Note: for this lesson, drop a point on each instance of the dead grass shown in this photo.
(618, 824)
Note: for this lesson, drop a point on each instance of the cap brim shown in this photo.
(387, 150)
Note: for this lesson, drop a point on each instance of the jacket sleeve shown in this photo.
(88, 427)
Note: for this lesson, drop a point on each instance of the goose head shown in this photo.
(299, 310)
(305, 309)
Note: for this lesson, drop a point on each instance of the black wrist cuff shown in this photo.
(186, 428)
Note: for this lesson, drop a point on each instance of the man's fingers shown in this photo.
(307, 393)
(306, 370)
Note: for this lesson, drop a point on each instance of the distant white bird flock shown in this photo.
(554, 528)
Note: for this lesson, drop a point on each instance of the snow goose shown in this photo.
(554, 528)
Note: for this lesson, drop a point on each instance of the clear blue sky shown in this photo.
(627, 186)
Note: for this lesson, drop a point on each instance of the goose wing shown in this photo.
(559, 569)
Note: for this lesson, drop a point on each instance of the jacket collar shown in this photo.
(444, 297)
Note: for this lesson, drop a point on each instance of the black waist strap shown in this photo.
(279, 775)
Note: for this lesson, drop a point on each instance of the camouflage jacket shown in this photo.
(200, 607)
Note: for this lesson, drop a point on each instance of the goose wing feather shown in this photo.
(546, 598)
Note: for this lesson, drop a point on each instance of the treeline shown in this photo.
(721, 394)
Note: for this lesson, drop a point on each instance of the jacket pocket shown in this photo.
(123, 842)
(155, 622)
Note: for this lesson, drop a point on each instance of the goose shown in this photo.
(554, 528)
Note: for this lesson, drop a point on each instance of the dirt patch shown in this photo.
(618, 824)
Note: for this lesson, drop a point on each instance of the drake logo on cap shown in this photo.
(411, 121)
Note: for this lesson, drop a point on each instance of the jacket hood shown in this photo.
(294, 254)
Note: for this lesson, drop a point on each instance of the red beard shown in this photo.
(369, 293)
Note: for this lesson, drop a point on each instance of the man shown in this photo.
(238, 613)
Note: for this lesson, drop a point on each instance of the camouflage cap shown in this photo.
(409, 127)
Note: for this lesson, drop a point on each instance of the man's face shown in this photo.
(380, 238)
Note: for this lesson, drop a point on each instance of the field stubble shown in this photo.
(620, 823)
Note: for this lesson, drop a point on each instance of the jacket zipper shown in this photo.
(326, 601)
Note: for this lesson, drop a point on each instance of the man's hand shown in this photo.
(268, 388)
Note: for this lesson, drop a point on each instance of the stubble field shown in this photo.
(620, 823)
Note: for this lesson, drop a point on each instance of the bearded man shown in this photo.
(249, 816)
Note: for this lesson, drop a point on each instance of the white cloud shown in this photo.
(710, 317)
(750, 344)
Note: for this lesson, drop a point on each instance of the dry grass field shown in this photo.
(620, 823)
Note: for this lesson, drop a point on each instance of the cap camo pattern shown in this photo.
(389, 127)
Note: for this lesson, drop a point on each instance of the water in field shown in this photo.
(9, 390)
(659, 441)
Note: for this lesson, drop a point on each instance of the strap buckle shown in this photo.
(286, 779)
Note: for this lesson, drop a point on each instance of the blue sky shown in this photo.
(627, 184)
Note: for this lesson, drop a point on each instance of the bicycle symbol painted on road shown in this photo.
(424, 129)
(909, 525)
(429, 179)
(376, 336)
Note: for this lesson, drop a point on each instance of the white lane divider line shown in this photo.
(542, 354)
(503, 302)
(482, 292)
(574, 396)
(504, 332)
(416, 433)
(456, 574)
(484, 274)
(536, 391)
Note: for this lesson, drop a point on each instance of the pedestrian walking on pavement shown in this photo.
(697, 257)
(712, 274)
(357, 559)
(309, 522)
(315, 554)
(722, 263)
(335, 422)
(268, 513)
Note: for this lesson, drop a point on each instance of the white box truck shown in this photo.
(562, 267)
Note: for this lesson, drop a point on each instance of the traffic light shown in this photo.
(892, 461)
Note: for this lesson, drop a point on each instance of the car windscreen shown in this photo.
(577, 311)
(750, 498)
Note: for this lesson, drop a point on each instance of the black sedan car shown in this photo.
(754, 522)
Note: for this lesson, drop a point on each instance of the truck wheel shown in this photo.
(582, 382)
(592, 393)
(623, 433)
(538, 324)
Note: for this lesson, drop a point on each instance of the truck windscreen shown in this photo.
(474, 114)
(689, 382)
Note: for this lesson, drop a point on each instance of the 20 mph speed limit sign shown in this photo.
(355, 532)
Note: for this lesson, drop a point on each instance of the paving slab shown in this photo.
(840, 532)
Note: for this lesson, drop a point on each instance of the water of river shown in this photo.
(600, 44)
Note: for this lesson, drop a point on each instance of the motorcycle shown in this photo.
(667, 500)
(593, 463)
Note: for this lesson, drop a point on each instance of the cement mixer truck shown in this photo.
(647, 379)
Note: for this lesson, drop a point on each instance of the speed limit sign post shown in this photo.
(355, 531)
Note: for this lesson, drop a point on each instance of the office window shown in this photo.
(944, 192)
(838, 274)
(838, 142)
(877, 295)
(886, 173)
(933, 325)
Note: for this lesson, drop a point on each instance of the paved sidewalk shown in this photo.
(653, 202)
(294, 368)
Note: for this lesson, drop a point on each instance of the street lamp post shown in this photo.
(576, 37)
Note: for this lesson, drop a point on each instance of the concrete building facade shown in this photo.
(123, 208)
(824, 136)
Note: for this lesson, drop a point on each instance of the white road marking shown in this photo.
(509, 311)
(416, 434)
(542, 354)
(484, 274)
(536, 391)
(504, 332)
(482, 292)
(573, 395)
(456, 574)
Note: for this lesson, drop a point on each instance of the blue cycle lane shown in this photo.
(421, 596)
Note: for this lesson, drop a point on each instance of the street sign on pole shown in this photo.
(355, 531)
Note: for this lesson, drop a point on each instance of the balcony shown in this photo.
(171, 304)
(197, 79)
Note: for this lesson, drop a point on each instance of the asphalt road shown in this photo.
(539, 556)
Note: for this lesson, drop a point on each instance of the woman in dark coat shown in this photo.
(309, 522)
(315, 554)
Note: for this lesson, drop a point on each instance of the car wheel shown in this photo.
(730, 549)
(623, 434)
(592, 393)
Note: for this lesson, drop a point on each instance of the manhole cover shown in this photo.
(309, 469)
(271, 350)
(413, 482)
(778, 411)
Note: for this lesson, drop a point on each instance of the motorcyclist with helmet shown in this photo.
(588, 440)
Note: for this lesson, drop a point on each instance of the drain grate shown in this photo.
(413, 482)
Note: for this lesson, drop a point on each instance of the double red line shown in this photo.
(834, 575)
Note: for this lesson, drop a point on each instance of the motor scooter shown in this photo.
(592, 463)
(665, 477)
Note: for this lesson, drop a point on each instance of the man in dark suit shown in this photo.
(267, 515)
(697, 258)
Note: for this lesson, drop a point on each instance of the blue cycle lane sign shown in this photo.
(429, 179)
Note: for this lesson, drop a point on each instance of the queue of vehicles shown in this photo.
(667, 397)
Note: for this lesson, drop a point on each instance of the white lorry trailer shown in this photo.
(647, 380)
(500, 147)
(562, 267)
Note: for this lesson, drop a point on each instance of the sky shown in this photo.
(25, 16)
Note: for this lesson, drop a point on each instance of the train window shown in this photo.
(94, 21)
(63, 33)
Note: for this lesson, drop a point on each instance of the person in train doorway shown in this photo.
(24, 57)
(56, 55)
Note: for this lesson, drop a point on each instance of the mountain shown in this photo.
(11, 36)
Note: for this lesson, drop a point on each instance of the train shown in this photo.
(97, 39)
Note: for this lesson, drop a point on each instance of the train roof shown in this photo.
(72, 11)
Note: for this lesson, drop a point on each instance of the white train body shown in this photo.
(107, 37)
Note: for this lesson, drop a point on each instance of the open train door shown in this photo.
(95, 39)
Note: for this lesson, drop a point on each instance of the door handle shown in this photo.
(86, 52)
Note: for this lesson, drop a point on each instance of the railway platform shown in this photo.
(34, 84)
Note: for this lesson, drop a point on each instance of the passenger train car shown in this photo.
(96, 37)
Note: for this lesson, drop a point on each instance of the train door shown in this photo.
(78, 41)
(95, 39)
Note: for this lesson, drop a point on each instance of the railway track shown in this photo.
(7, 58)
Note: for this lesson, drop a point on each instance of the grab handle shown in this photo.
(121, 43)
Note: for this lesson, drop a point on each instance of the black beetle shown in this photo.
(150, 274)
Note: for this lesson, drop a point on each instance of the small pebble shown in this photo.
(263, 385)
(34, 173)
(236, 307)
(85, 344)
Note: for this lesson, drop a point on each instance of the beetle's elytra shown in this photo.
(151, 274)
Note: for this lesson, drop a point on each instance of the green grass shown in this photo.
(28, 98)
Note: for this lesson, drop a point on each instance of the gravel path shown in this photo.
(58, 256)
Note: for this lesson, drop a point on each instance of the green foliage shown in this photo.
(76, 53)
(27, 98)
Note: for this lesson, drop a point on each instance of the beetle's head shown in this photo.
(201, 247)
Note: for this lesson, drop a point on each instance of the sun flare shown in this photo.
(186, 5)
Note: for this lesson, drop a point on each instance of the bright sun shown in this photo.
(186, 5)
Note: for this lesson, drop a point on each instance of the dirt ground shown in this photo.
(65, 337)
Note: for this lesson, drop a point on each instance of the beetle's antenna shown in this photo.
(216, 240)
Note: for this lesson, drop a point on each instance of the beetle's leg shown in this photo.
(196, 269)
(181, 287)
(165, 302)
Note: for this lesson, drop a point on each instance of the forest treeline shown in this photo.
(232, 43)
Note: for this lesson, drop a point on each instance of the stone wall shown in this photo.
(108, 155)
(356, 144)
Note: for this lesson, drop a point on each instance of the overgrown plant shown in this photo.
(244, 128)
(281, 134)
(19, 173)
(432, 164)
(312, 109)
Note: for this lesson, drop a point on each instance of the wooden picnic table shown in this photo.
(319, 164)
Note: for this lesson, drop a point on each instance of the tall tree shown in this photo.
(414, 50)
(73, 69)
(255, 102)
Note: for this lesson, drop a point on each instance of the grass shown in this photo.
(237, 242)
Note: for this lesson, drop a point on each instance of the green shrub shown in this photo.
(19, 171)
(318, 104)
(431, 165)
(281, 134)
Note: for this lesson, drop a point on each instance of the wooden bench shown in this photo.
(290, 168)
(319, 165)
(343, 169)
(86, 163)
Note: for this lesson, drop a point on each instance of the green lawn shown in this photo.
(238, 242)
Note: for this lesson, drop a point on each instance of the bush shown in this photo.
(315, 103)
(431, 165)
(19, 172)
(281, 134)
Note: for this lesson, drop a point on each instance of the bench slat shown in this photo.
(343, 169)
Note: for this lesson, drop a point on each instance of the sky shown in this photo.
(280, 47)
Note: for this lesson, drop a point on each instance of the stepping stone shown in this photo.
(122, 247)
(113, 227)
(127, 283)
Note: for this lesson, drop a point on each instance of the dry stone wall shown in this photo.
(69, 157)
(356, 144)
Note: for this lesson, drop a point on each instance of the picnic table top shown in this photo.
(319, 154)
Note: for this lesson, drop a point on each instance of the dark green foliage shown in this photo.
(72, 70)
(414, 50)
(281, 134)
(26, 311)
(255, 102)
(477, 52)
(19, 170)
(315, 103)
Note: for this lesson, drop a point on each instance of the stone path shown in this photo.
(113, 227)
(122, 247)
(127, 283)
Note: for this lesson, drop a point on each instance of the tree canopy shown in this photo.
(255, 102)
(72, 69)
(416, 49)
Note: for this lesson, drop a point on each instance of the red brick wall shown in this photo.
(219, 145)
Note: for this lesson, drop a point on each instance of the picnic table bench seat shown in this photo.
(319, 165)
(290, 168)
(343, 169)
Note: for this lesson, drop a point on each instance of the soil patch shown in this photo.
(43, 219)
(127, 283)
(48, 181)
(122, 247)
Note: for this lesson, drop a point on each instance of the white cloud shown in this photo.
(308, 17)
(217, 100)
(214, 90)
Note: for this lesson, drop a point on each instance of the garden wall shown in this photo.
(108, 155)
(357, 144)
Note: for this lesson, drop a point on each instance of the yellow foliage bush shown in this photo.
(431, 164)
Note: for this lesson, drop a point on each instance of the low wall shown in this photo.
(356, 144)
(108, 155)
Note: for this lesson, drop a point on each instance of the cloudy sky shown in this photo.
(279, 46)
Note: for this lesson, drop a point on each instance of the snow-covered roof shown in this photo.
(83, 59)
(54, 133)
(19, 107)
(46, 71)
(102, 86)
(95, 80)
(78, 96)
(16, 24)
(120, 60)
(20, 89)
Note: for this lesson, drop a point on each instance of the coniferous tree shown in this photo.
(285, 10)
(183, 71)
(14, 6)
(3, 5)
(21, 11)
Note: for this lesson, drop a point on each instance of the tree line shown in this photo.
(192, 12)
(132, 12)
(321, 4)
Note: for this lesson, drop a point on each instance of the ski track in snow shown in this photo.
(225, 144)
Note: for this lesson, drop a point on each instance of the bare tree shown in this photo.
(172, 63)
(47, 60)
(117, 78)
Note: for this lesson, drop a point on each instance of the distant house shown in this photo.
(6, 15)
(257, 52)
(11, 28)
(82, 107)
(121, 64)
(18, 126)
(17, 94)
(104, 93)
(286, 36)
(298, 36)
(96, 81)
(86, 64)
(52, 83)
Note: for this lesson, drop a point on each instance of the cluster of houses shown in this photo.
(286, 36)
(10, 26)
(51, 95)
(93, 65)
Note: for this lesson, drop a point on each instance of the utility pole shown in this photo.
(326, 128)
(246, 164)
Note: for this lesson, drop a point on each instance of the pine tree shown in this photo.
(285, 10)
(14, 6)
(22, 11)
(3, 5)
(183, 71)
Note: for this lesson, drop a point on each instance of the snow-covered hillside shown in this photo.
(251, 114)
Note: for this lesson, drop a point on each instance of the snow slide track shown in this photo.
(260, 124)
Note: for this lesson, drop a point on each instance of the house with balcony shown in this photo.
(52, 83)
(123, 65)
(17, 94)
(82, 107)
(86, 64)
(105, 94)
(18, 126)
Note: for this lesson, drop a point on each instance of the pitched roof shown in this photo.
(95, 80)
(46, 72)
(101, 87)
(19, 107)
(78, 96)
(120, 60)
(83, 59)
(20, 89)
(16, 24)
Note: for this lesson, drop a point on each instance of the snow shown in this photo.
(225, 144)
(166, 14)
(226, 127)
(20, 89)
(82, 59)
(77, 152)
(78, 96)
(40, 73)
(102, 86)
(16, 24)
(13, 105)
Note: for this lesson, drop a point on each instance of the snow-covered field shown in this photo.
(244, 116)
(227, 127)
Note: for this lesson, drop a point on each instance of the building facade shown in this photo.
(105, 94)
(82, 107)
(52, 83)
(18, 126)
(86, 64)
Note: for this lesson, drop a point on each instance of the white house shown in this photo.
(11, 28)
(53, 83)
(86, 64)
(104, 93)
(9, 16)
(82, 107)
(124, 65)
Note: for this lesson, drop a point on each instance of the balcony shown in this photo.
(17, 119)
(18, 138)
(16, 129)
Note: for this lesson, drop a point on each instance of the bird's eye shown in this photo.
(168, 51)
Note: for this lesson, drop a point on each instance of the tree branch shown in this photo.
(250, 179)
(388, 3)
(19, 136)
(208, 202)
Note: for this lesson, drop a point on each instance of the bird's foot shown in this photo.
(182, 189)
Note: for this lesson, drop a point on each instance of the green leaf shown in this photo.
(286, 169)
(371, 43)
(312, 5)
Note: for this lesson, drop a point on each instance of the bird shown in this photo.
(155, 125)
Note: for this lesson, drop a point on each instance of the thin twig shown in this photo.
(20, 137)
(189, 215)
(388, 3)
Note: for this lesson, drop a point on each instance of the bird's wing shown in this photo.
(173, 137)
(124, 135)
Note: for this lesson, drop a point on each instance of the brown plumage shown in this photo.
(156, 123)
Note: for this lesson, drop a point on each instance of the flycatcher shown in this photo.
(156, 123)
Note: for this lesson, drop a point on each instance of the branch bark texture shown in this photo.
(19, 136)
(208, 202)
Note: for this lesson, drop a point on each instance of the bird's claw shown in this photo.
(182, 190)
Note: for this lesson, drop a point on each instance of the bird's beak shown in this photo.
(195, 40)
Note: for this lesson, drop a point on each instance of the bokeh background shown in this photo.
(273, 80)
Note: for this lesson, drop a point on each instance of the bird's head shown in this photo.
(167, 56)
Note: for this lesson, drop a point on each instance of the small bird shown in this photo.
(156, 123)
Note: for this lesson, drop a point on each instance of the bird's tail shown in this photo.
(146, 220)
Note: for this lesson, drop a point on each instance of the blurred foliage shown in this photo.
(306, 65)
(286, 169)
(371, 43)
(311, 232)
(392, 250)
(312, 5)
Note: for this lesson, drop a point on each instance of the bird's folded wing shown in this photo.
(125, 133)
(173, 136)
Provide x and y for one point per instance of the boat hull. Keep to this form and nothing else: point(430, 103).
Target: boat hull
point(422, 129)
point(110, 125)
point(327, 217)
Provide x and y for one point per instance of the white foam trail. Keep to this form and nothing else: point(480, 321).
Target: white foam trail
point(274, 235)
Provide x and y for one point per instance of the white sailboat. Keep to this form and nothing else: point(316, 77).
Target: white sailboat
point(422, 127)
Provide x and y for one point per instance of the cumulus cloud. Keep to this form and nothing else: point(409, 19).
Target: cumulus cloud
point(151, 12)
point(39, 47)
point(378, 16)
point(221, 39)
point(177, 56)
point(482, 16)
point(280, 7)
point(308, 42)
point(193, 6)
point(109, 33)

■ **Required work**
What lines in the material above include "Provide"? Copy every one of them.

■ **Result for this task**
Provide x and y for one point per instance of the boat hull. Keep to this form and nothing else: point(430, 103).
Provide x and y for one point per instance of the white foam trail. Keep to this form and nothing else: point(480, 321).
Provide x and y for one point per instance of the white sailboat. Keep to this form and nothing else: point(316, 77).
Provide x and y for one point per instance of the cumulus cloud. Keep to this form and nothing else: point(409, 19).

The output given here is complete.